Work to do: Rewrite the paragraph beginning "Querying always runs" in the Moss concepts page below as a short bulleted list that keeps its main facts.

====== Page text ======

Skip to main content
This page defines the concepts you’ll use across Moss. Most link to a How-it-works guide where they go deeper.

Index

A structure that powers fast, local search. You add documents and Moss builds an efficient index for sub-10 ms queries. A project can hold many indexes.

Document schema

  • id (string), text (string), metadata (optional string map)
  • Upserts replace matching ids; keep ids stable for updates

Embeddings

Semantic vector representations of text. Moss embeds on-device with a built-in model, or you can bring your own vectors using a custom model (you then supply an embedding for every document and every query).

Models

  • moss-minilm (default): fast, lightweight, good for edge/offline
  • moss-mediumlm: higher accuracy with reasonable performance
  • moss-litelm: the on-device default on iOS
  • custom: bring your own embedding vectors

Chunking

  • Aim for ~200-500 tokens per chunk; overlap 10-20%
  • Smaller chunks improve recall; overlap preserves context continuity

Loading

Querying always runs against an index held in memory. Load the index (or open a session) before you query - there is no cloud-query-without-loading path. The Python SDK can also load several indexes at once for a single query, then unload them when done.

Retrieval

How results are fetched, all over one query call:
  • Vector (semantic) - matches on meaning
  • Keyword (BM25) - matches on exact terms
  • Hybrid - blends both, tuned with alpha (1.0 semantic, 0.0 keyword, default 0.8)

Retrieval knobs

  • Result count: how many results to return
  • alpha: the semantic/keyword blend
  • filter: metadata filtering with $eq, $in, $near, $and/$or, and more
Query several loaded indexes at once and get a single global top-K, each result tagged by its source index. Useful when the answer is spread across separate corpora you keep as distinct indexes. See Multi-index search.

====== Data provided ======

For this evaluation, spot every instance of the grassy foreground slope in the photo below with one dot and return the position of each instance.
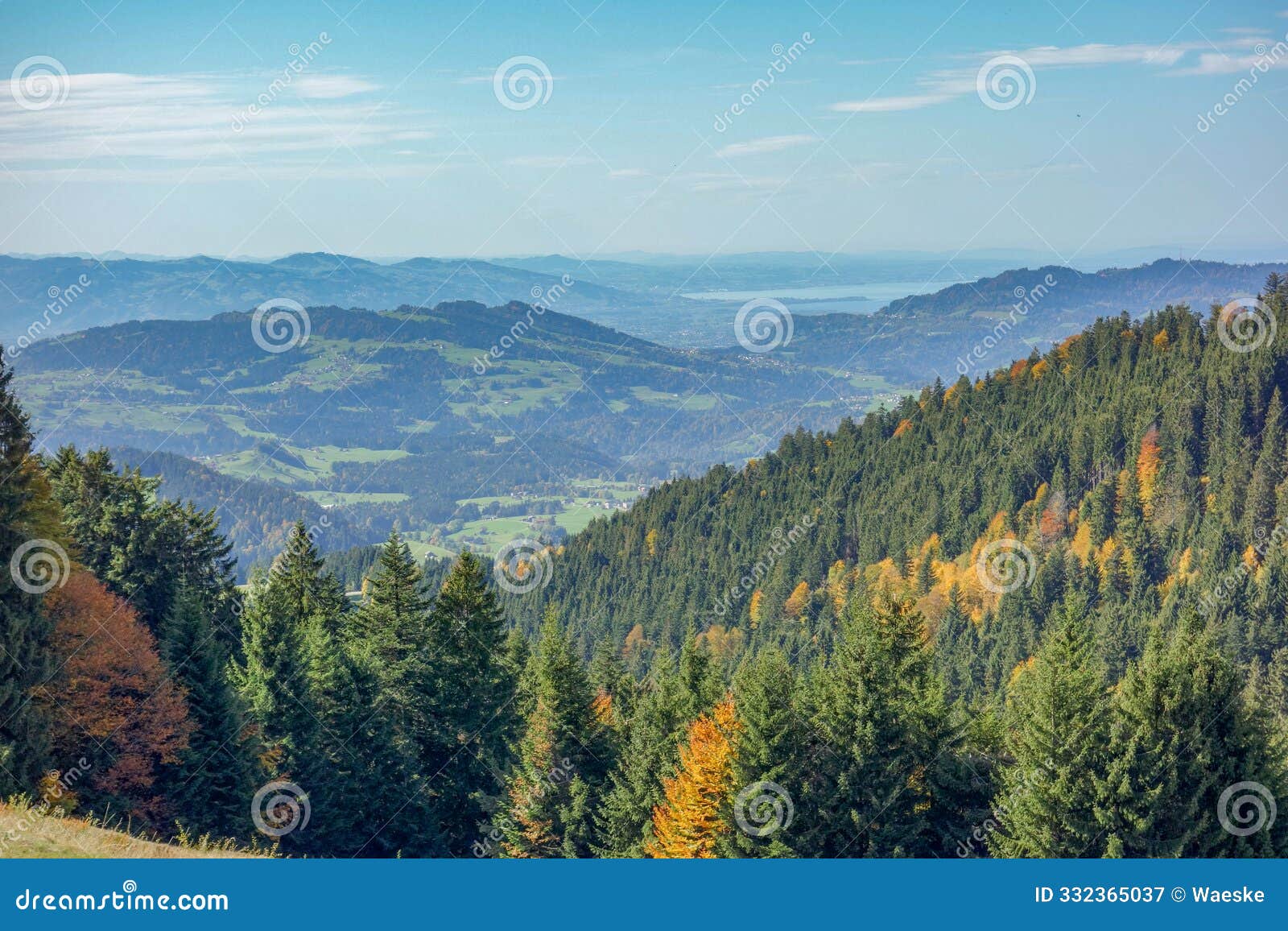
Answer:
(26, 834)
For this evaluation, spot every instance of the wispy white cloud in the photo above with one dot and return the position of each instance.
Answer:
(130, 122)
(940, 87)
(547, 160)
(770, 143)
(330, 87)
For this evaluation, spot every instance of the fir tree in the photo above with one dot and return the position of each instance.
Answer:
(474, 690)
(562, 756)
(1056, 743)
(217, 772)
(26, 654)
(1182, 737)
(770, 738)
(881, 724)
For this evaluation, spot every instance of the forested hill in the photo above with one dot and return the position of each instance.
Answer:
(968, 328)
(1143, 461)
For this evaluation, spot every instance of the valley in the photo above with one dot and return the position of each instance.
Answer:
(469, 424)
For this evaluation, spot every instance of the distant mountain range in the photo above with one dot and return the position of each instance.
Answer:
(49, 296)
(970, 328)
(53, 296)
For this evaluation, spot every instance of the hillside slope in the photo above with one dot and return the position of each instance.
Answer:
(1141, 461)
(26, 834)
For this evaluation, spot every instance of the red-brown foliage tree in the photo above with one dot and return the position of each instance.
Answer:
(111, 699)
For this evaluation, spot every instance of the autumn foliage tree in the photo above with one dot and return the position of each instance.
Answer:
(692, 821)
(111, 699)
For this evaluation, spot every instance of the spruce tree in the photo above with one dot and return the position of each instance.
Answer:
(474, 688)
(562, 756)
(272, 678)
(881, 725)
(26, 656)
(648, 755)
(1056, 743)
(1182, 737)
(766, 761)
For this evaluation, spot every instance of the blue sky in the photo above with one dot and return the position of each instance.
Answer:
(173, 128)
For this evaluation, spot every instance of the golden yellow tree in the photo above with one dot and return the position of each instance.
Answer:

======

Problem solution:
- Queries always run against an index held in memory.
- Load the index, or open a session, before querying. There is no cloud query path that skips loading.
- The Python SDK can load several indexes at once for a single query, then unload them when finished.